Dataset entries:
========================

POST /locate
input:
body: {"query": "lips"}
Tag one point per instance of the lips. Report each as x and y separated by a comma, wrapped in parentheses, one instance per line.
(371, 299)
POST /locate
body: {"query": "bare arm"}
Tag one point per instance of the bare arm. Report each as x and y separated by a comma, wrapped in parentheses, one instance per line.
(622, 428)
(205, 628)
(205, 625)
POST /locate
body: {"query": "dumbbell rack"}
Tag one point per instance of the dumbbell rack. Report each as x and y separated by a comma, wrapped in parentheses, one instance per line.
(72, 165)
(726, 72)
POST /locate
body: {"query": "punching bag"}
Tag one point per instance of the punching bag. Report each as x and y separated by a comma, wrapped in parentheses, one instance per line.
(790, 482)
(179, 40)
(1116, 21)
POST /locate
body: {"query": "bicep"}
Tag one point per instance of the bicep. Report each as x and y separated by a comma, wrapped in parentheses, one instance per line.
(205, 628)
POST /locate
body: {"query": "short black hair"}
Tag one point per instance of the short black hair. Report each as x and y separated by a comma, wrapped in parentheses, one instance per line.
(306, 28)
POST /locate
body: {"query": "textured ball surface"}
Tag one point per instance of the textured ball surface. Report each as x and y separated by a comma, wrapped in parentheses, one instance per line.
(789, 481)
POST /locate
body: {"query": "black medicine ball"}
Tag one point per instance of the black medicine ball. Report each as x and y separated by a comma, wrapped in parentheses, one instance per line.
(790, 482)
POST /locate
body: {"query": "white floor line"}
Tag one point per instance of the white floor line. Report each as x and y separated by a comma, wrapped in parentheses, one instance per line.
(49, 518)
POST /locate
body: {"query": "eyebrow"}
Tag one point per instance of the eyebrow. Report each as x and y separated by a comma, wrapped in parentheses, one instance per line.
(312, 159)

========================

→ Required action:
The records above are to be repeated in full, word for word.

→ Expected answer:
POST /locate
input:
body: {"query": "lips"}
Tag one point per instance of the lips. Report each as x and y separated by a comma, wrapped in parentheses, one instance per line.
(371, 299)
POST /locate
body: {"query": "bare arm"}
Tag one point per instance of the bare arm. Report each as x and y separated by a comma, wrapped in parentheses, one instance per line.
(622, 428)
(205, 628)
(205, 625)
POST /locate
body: {"query": "dumbbell rack"}
Tag one point per instance of the dumbbell rack. Report each as x and y separated by a comma, wrapped in parentheses, one instance per line.
(72, 165)
(726, 72)
POST /locate
body: {"query": "punching bag"}
Tag one point per instance of the punching bag. Report each as x and y separated by a comma, wrapped in parentheses, one instance per line.
(790, 482)
(179, 40)
(1116, 21)
POST /locate
body: {"query": "bicep"}
Tag one point per instance of the bicep. Report each as x and y separated by a comma, wrapped in parentheses, one instance per line.
(205, 628)
POST /locate
body: {"query": "short black hair"}
Tag one point per instance of the short black hair. Report each as x and y separated by a comma, wrapped in parentheses, one instance per line.
(306, 28)
POST /locate
body: {"query": "textured ball surface"}
Tag one point per instance of the textured ball surface. Report each as x and y separated by a comma, wrapped in parentheses, one instance per line.
(789, 481)
POST /locate
body: {"query": "black medicine ball"}
Tag one point per instance of the black medicine ball. Report each as x and y separated by a comma, wrapped in parentheses, one instance per line.
(790, 482)
POST /locate
body: {"query": "white floor line"}
Tag one point per instance of the white floor line. Report each as x and y separated by a comma, wrapped in parentheses, one instance per line.
(49, 518)
POST /locate
body: {"query": "eyebrow"}
Tag one point per instance of the eyebrow. Report each as x and y separated by a comma, wrapped in parentheses, one instance per line.
(312, 159)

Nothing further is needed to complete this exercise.